Supplied material:

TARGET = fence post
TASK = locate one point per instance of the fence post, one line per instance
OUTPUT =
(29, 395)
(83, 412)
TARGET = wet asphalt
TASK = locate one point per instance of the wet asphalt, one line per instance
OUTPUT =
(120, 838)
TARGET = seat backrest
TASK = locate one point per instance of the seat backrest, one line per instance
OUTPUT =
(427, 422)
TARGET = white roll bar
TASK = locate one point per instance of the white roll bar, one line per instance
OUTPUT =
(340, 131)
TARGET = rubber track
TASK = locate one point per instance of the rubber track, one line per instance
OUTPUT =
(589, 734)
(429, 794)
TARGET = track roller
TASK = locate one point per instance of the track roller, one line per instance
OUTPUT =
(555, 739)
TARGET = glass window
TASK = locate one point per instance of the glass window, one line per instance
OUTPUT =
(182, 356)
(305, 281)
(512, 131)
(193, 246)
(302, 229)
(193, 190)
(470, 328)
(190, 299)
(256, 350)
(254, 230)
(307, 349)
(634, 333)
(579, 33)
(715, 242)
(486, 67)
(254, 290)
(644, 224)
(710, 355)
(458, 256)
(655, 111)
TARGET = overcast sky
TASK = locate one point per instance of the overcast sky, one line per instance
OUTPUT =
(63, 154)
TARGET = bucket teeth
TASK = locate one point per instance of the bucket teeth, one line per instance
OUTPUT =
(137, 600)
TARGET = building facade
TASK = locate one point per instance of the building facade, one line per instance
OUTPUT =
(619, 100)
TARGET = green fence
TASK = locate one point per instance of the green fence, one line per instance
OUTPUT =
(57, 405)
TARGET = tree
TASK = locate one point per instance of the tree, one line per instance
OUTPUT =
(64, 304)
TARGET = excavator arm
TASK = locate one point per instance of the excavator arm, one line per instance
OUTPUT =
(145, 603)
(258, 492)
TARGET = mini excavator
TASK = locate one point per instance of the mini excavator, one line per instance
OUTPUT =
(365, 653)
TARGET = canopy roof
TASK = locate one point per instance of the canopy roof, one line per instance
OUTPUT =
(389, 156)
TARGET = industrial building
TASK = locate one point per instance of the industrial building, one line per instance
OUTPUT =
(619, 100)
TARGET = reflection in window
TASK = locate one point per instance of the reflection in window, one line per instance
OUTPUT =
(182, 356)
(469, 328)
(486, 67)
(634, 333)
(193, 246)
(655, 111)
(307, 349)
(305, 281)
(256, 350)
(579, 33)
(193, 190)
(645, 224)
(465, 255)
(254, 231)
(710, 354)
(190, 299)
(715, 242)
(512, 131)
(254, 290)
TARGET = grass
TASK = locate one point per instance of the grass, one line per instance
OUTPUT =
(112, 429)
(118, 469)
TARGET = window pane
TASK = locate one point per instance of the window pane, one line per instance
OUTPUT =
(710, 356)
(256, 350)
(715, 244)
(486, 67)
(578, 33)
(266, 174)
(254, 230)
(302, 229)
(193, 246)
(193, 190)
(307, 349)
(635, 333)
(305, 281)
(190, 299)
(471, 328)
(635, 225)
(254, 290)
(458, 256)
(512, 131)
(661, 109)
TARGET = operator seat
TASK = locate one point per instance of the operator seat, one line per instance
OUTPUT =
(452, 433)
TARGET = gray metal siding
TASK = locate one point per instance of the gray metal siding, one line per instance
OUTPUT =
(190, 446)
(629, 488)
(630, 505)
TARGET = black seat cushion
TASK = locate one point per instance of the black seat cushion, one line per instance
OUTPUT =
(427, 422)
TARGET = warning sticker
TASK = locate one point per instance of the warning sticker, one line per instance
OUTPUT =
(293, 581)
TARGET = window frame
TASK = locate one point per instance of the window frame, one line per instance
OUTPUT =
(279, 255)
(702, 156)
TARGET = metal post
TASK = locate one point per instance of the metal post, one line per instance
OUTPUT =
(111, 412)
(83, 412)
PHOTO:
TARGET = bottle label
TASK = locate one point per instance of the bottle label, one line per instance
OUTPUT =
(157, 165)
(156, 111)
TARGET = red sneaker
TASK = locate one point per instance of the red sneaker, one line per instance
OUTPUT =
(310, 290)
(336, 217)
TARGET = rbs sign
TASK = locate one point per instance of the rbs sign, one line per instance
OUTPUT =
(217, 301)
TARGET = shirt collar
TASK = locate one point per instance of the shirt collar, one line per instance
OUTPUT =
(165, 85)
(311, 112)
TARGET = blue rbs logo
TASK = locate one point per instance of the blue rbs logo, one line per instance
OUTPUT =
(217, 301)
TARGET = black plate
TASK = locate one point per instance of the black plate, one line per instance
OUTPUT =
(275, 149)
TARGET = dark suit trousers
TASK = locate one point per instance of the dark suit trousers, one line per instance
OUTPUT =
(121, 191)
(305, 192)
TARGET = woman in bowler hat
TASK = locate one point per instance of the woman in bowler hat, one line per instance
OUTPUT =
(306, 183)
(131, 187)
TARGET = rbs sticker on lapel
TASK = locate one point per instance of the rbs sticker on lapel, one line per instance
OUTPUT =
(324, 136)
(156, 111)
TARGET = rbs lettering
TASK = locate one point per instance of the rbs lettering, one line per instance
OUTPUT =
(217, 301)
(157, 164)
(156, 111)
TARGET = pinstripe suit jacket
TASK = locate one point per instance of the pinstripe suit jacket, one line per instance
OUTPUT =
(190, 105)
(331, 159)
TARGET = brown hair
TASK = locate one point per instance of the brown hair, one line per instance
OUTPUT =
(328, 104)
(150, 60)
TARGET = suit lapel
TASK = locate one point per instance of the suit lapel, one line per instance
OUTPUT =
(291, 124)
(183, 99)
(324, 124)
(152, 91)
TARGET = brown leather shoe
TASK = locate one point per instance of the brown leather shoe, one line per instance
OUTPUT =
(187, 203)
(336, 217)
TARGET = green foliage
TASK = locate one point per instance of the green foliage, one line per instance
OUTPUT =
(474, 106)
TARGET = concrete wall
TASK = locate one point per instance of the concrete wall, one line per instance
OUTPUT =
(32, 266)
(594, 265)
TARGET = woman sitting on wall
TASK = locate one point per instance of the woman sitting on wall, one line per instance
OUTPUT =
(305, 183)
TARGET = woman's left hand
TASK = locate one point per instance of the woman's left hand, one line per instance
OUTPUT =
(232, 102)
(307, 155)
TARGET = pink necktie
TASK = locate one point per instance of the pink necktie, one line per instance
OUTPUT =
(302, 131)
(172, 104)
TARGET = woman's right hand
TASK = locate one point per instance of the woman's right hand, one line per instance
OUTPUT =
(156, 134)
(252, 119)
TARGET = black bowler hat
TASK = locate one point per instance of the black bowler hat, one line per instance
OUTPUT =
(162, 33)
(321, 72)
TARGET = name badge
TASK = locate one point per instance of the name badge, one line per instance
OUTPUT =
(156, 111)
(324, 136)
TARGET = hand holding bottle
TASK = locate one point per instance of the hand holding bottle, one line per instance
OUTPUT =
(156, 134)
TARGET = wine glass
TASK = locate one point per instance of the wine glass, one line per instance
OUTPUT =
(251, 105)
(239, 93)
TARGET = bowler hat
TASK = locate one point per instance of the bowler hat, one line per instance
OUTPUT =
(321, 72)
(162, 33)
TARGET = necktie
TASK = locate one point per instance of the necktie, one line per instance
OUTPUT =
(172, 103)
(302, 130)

==

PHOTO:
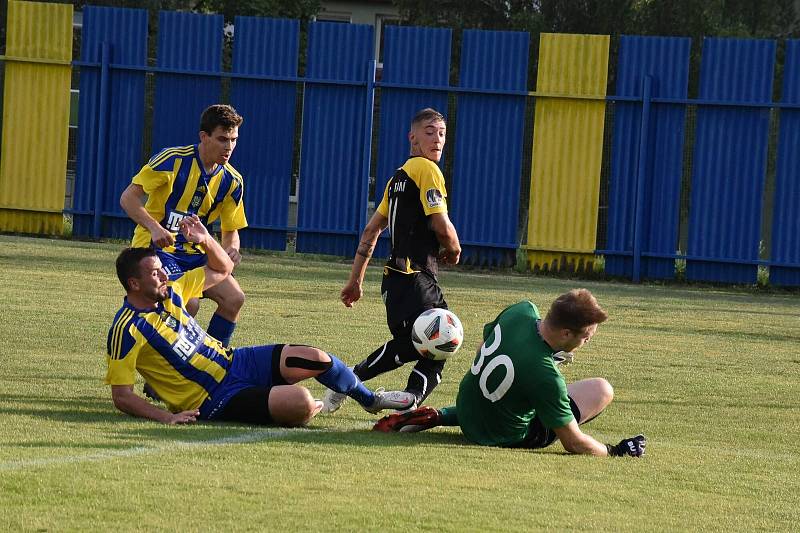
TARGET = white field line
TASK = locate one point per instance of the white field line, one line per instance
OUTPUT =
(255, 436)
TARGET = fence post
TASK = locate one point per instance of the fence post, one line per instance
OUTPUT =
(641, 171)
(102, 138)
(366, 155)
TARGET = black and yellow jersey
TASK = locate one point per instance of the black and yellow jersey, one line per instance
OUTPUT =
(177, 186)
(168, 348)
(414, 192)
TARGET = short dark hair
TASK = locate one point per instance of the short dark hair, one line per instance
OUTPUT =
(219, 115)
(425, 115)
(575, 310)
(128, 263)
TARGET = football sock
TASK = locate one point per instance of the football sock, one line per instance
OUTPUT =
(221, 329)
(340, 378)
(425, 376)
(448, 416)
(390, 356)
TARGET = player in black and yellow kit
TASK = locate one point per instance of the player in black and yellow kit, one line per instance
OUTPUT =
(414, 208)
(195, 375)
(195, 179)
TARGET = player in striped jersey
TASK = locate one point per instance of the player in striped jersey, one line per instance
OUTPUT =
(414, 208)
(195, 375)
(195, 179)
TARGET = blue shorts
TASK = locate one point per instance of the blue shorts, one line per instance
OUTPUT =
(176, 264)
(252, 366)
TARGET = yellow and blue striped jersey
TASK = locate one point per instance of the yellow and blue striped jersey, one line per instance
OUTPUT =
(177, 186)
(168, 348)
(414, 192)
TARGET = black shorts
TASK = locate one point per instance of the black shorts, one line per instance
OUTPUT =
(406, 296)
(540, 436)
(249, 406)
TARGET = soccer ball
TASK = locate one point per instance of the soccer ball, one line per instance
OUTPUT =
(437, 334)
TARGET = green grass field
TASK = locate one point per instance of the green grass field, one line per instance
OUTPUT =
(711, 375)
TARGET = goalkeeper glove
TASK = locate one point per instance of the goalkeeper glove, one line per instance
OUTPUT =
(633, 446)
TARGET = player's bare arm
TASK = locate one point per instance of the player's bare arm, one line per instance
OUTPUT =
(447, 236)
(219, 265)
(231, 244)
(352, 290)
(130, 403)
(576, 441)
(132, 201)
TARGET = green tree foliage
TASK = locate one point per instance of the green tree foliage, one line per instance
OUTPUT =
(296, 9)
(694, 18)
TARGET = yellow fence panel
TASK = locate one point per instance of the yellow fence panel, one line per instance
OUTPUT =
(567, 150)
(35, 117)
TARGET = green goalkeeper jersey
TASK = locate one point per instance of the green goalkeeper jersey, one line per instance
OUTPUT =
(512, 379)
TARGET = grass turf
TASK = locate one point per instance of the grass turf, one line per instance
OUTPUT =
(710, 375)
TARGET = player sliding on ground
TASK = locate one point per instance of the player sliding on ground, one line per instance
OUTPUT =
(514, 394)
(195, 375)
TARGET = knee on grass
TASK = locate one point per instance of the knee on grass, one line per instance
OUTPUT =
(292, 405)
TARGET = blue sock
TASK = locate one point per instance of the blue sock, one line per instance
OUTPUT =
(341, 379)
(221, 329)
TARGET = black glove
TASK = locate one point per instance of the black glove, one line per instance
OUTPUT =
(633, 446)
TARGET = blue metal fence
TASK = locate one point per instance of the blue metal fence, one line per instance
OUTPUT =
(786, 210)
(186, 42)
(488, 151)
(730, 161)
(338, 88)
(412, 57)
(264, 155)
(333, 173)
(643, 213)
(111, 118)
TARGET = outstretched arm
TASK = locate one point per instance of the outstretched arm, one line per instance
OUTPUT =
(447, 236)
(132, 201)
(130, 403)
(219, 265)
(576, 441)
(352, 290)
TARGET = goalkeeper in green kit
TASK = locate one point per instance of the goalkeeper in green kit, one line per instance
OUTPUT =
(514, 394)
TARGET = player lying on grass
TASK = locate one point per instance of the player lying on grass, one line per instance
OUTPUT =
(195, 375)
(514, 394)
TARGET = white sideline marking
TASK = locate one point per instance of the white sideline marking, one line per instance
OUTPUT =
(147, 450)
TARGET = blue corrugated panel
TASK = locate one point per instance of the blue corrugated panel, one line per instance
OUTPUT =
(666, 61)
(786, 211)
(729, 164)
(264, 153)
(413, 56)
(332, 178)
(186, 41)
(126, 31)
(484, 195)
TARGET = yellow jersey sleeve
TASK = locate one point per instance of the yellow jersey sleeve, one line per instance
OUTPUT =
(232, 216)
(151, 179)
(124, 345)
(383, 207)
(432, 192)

Stated task:
Identify every line in the entries above that contains the word "wall", and copy each of those lines in full.

Task solution:
TARGET = concrete wall
TASK = locate one point per instance of the concrete wall, one line per instance
TARGET = woman sitting on wall
TASK = locate one point per instance of the woman sitting on wall, one line per instance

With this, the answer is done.